• [SELECTED TEXT]
•••
Skip to content

Procedure: batch

Audience: operators running the same method many times in a row, typically unattended. Scope: how capa.builtin.batch orchestrates N replicate runs, what each child bundle gets, and the catalog cross-reference.

Batch wraps another procedure and runs it N times with optional cooldown between iterations. Each iteration produces its own bundle via a fresh run_headless() call, so a crashed iteration never contaminates its siblings. The parent batch id lands in every child bundle's manifest.json.custom['batch'] so the catalog can pull the family back together.


Quick reference

Plugin id capa.builtin.batch
Module src/capa/experiment/procedures/builtin/batch.py
uses_method inherited from child
Required channels None (the parent run's adapters are typically irrelevant; the child runs do the work)
Bundle shape One parent bundle + N child bundles

When to use it

The decision tree from What is a procedure:

  • Run the same recipe N times with cooldowns → Batch wrapping Recipe Runner.
  • Parameter sweep where each child has a slightly different config → Batch with fail_fast=false so one bad config doesn't block the rest.
  • One-off run → no — use the inner procedure directly.

The lifecycle quirk worth understanding upfront: Batch runs as a procedure in the parent run, but it does not need the parent run's adapters or fan-out. Its job is to orchestrate child runs. The simplest, least-surprising shape is for the parent to arm a zero-device hardware profile, run Batch, and let Batch execute children one at a time inside its own task. The config-time linter does not enforce this — some experiments may legitimately want shared sensor data correlated against children — but it's the recommended default.


Config fields

procedure:
  id: capa.builtin.batch
  config:
    iterations: 10
    cooldown_s: 120.0
    sample_id_template: "{base}_rep_{idx:02d}"
    fail_fast: false
    inner:
      id: capa.builtin.recipe_runner
      config:
        notes: "PMMA sweep"
Field Required Default Notes
iterations yes How many child runs to execute. Range [1, 10_000]; the upper bound is a sanity cap, raise it if you genuinely need more.
cooldown_s no 0.0 Delay between iterations. Useful when the rig physically needs to cool / re-stabilize. ≥ 0.
inner yes The procedure each child run executes (a ProcedureRef — id + config). Typically capa.builtin.recipe_runner but Batch deliberately does not hardcode that.
sample_id_template no "{base}_{idx:03d}" str.format template for each child's sample.id. {base} is the parent id, {idx} is the 0-indexed iteration. Validated at construction.
fail_fast no true When true, the first crashed child stops the batch. When false, the batch keeps going — useful for parameter sweeps.

Schema-time validations

BatchConfig refuses two configurations at validation time:

  • Invalid sample_id_template — the template is test-formatted with {base="x", idx=0}; any KeyError, IndexError, or ValueError fails validation.
  • Recursive batchinginner.id == capa.builtin.batch is rejected. Batch wrapping Batch is almost always a misuse and the lifecycle gets hairy. There is no escape hatch.

Sample-id template examples:

Template Iteration 3 sample id for base=PMMA_2026-05
"{base}_{idx:03d}" (default) PMMA_2026-05_003
"{base}_rep_{idx:02d}" PMMA_2026-05_rep_03
"{base}-{idx}" PMMA_2026-05-3

What each child bundle looks like

Each iteration produces a fresh bundle via run_headless. The child config is derived from the parent's ExperimentConfig with three changes:

  1. procedure swaps to the inner ProcedureRef.
•••
• [DATASET EXCERPT]
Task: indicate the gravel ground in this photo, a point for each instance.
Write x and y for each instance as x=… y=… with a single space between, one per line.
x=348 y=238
•••
• [EXERCISE INSTRUCTIONS]
[1] List every config field described in the field table on the batch procedure page.
[2] Print everything from "fail_fast: false" down to "Validated at construction." in the batch procedure page, word for word.
Work only from the batch procedure page; leave the data out of it.

• [CORRECT ANSWERS]
[1]
iterations
cooldown_s
inner
sample_id_template
fail_fast

[2]
fail_fast: false
    inner:
      id: capa.builtin.recipe_runner
      config:
        notes: "PMMA sweep"
Field Required Default Notes
iterations yes How many child runs to execute. Range [1, 10_000]; the upper bound is a sanity cap, raise it if you genuinely need more.
cooldown_s no 0.0 Delay between iterations. Useful when the rig physically needs to cool / re-stabilize. ≥ 0.
inner yes The procedure each child run executes (a ProcedureRef — id + config). Typically capa.builtin.recipe_runner but Batch deliberately does not hardcode that.
sample_id_template no "{base}_{idx:03d}" str.format template for each child's sample.id. {base} is the parent id, {idx} is the 0-indexed iteration. Validated at construction.